* Énoncé 1:
Dans l'extrait fourni, quelle formule le conte substitue-t-il à « trouver chaussure à son pied » ?

* Extrait fourni:
..........

La symbolique du pied et de la chaussure, à la croisée d'Eros et de Thanatos, est fortement ancrée dans la culture populaire comme en témoignent les expressions de volupté et de mort, sensuelles et morbides:
"prendre son pied" et
"les pieds devant". Et que dire de la formule romantique:
"trouver chaussure à son pied"? La logique narrative à l'œuvre dans
la petite pantoufle de verre nécessite d'inverser le propos. Au pays des fées et merveilles, il n'est plus communément question de
"trouver chaussure à son pied" mais bien mieux de
"trouver pied à sa chaussure". Le conte courbe la logique du langage à en tordre la syntaxe. En effet, l'objet de la recherche amoureuse du Prince, n'est plus l'inestimable chaussure de la belle inconnue qu'il possède, fétichise et chérit mais bien le précieux pied qui dans toute sa nudité l'habite. Afin d'épouser sa bien
-aimée, il lui faudra donc, contre toute attente grammaticale:
"trouver pied à sa chaussure". Dans le conte, le pied a sa propre logique que la raison ignore. Dans l'univers imaginaire et fictionnel de Cendrillon, où tout commence mal et finit bien, le pied est la mesure de toute chose. Il en va de même en notre monde. Car c'est le réel tout entier qui est à la mesure du pied conçu comme unité de mesure, de la terre au ciel, de l'être au non-être, des morts aux vivants. L'expression fatale "être six pieds sous terre" en témoigne.
Si l'auteur des bottes magiques a privilégié le verre au cuir, en voici selon Bettelheim la raison : "

..........

(Entrées d'un jeu d'annotation par points)
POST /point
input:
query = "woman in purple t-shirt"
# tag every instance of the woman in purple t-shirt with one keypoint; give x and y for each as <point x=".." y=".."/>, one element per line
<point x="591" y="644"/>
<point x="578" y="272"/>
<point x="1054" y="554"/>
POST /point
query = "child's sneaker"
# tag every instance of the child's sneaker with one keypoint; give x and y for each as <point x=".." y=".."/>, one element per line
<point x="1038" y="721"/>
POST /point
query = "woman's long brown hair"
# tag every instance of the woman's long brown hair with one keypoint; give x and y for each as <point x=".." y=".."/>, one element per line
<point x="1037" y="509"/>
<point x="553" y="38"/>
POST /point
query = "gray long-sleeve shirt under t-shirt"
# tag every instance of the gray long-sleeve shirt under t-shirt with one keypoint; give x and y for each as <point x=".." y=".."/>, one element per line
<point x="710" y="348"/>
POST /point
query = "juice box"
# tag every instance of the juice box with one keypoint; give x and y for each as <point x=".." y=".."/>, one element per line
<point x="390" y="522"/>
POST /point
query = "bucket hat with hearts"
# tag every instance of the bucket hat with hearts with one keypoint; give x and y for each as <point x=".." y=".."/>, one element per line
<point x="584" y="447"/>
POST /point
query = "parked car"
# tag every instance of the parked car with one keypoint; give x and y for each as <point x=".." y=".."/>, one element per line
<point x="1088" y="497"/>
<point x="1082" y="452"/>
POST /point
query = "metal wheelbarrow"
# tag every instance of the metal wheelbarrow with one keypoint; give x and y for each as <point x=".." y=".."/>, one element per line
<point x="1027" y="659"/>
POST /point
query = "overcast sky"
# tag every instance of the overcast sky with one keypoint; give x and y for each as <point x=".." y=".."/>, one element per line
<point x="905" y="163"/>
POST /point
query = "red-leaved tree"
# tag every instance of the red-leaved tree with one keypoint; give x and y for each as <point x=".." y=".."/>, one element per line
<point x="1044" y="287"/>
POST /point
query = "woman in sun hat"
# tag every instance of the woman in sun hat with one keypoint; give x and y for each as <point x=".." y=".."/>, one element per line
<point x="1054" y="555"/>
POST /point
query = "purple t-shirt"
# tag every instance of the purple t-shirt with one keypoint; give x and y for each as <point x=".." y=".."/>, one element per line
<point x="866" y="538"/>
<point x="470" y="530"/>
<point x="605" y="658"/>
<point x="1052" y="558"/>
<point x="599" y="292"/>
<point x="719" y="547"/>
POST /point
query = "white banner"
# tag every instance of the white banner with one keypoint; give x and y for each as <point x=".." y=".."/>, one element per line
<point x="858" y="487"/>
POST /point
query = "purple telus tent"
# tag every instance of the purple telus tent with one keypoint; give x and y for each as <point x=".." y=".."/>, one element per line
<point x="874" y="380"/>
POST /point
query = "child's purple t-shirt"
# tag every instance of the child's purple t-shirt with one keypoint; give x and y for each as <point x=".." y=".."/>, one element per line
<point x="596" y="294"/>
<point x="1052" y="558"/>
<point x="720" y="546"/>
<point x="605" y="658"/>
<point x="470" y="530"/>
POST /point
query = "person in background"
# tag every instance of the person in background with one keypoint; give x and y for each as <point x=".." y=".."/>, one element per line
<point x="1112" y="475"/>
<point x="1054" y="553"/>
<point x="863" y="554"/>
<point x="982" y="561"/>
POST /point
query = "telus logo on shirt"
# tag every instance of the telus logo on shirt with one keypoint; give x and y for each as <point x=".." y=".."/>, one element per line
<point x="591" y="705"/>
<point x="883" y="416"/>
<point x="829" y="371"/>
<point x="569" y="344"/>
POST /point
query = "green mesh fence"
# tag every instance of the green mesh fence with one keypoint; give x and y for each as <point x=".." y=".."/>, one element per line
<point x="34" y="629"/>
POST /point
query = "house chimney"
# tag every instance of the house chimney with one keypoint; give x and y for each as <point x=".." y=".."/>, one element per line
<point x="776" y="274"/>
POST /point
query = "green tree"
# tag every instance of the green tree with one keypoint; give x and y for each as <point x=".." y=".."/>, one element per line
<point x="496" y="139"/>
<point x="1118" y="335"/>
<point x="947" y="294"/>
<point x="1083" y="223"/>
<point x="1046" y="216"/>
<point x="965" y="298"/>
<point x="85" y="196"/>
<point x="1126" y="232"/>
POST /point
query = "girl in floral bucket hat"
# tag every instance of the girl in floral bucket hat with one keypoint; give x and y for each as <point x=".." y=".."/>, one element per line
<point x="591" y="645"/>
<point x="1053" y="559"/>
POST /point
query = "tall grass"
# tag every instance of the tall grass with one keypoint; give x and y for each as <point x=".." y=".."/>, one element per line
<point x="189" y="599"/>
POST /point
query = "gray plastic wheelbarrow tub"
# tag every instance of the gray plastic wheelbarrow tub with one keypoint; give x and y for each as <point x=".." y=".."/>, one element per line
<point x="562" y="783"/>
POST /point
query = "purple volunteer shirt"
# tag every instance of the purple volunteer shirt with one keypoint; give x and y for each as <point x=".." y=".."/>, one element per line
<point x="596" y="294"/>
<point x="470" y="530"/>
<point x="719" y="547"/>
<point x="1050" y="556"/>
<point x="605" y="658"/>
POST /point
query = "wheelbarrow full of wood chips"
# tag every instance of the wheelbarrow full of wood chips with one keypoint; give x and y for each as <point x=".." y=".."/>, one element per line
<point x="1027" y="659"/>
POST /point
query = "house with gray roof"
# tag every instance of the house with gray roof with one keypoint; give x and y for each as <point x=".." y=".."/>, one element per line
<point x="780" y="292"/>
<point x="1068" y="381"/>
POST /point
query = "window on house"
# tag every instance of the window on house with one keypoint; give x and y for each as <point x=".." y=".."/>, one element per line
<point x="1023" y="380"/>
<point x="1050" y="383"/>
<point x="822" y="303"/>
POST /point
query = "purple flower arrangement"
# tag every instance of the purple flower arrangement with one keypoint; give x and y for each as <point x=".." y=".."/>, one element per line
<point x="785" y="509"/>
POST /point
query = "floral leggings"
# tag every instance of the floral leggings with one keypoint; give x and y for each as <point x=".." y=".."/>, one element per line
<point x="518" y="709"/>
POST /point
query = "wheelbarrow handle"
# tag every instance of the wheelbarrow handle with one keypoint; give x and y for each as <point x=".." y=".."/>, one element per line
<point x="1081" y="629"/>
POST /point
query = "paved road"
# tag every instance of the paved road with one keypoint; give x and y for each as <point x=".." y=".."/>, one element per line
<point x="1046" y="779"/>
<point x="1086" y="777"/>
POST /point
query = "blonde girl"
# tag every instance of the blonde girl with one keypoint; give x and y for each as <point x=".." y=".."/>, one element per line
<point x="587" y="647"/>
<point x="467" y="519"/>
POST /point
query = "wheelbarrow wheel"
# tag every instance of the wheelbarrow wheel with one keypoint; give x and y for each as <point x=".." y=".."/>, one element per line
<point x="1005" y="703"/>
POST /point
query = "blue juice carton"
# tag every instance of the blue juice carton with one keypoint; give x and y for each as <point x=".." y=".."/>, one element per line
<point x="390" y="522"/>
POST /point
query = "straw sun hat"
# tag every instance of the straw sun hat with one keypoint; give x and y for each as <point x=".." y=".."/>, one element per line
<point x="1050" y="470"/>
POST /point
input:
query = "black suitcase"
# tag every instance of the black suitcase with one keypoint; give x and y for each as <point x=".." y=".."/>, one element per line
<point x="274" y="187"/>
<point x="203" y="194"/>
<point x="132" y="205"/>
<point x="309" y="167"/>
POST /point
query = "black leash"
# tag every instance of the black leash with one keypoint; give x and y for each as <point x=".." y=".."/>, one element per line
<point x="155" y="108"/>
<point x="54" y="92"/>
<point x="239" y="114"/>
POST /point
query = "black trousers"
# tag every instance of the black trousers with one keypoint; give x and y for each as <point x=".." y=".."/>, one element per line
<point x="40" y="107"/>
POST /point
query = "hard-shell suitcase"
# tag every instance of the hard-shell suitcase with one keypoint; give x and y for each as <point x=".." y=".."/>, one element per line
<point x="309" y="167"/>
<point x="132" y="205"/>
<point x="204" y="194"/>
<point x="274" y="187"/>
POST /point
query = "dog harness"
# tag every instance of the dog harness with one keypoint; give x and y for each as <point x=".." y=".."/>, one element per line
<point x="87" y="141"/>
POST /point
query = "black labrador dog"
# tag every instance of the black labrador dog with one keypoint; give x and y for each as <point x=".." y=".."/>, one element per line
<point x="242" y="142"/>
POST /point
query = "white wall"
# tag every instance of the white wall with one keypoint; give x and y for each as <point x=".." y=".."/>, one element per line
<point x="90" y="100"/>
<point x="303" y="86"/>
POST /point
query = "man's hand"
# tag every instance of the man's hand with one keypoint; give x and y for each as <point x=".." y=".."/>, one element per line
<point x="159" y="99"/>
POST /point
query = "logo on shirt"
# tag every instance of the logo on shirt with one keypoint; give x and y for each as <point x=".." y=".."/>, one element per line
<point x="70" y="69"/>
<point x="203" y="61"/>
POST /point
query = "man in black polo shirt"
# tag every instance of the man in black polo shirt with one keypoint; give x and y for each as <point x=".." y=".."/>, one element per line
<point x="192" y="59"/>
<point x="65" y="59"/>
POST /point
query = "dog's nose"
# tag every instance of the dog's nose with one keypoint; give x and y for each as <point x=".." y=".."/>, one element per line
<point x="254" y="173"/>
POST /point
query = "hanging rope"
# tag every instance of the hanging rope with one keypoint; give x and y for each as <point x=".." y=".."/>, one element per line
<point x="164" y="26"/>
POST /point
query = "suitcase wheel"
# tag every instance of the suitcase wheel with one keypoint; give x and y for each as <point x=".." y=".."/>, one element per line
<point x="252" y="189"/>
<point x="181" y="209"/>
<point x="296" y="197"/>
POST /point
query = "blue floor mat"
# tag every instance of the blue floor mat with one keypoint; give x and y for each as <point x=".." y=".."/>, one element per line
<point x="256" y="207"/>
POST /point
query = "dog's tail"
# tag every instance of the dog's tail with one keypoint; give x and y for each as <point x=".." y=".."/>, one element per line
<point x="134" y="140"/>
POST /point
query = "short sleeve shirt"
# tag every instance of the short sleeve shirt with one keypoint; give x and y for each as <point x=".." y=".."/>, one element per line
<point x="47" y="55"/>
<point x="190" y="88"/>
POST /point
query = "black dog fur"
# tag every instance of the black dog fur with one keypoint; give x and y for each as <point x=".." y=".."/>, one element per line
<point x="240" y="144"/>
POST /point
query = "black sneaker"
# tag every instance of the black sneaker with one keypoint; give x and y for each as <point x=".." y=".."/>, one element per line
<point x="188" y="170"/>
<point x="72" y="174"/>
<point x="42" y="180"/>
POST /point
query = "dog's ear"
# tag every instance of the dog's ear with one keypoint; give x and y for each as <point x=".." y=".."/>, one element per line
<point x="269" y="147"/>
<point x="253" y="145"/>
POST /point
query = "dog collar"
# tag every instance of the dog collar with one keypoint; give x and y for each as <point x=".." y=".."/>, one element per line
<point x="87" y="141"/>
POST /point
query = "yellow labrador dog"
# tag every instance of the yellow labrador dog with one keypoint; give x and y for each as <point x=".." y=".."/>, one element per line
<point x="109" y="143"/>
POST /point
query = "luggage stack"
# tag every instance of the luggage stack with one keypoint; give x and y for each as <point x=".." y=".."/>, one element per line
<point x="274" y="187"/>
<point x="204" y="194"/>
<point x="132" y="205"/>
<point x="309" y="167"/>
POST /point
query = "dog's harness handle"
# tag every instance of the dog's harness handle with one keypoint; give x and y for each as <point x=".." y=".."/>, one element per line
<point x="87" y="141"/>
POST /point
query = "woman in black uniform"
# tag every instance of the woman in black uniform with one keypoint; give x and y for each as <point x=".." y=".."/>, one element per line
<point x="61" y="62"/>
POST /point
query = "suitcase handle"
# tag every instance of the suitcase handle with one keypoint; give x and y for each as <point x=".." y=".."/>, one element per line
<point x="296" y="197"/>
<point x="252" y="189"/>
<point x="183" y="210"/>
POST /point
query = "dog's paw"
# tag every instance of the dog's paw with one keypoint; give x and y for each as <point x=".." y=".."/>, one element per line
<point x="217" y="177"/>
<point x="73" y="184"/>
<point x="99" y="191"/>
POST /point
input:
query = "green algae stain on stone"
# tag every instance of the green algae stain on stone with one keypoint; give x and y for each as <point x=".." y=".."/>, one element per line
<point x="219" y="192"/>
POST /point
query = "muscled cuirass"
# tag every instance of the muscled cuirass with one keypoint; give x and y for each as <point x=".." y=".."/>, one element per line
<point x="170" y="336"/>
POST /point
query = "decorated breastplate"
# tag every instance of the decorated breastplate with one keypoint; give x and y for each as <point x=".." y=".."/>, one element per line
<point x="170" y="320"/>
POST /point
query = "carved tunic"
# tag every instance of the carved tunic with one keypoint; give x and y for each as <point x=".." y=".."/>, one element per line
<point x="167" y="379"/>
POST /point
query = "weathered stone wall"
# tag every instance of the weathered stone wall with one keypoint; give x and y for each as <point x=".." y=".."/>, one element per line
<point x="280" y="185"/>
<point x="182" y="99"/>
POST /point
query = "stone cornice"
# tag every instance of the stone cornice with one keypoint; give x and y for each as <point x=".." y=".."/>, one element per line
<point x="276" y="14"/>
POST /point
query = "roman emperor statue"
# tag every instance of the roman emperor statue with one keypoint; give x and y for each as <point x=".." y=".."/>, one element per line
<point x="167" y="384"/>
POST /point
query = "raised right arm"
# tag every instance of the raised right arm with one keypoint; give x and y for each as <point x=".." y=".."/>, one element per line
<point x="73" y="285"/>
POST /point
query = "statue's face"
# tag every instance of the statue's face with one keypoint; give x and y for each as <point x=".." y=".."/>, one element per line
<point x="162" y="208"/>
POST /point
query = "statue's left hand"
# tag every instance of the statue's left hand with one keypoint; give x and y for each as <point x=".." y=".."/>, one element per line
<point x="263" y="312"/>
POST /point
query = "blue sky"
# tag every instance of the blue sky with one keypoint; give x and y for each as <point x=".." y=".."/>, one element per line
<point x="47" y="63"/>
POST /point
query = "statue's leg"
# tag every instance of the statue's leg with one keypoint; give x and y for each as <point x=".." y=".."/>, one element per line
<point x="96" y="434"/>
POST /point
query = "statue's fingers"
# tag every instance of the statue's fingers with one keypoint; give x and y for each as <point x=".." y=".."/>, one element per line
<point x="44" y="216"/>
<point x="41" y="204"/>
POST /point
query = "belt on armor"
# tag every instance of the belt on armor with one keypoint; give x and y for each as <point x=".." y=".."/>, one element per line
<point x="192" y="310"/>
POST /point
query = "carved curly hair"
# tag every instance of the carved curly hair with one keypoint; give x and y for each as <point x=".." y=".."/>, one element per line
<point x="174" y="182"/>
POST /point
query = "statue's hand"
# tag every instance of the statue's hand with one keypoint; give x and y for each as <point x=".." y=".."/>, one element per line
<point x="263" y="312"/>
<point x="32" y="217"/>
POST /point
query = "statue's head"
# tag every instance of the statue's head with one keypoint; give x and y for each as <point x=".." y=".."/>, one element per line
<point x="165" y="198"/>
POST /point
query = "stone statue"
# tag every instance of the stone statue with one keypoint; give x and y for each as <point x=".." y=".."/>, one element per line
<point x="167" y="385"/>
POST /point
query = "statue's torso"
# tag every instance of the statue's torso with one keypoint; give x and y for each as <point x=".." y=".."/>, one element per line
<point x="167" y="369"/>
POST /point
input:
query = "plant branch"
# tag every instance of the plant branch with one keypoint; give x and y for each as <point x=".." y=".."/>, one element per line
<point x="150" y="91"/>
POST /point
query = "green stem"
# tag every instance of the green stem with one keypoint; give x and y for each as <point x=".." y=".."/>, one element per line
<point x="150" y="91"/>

..........

* Énoncé 2:
Relevez chaque ligne des entrées qui contient la chaîne "fence", en tenant compte de la casse.

* Réponse attendue 1:
« trouver pied à sa chaussure »

* Réponse attendue 2:
query = "green mesh fence"
# tag every instance of the green mesh fence with one keypoint; give x and y for each as <point x=".." y=".."/>, one element per line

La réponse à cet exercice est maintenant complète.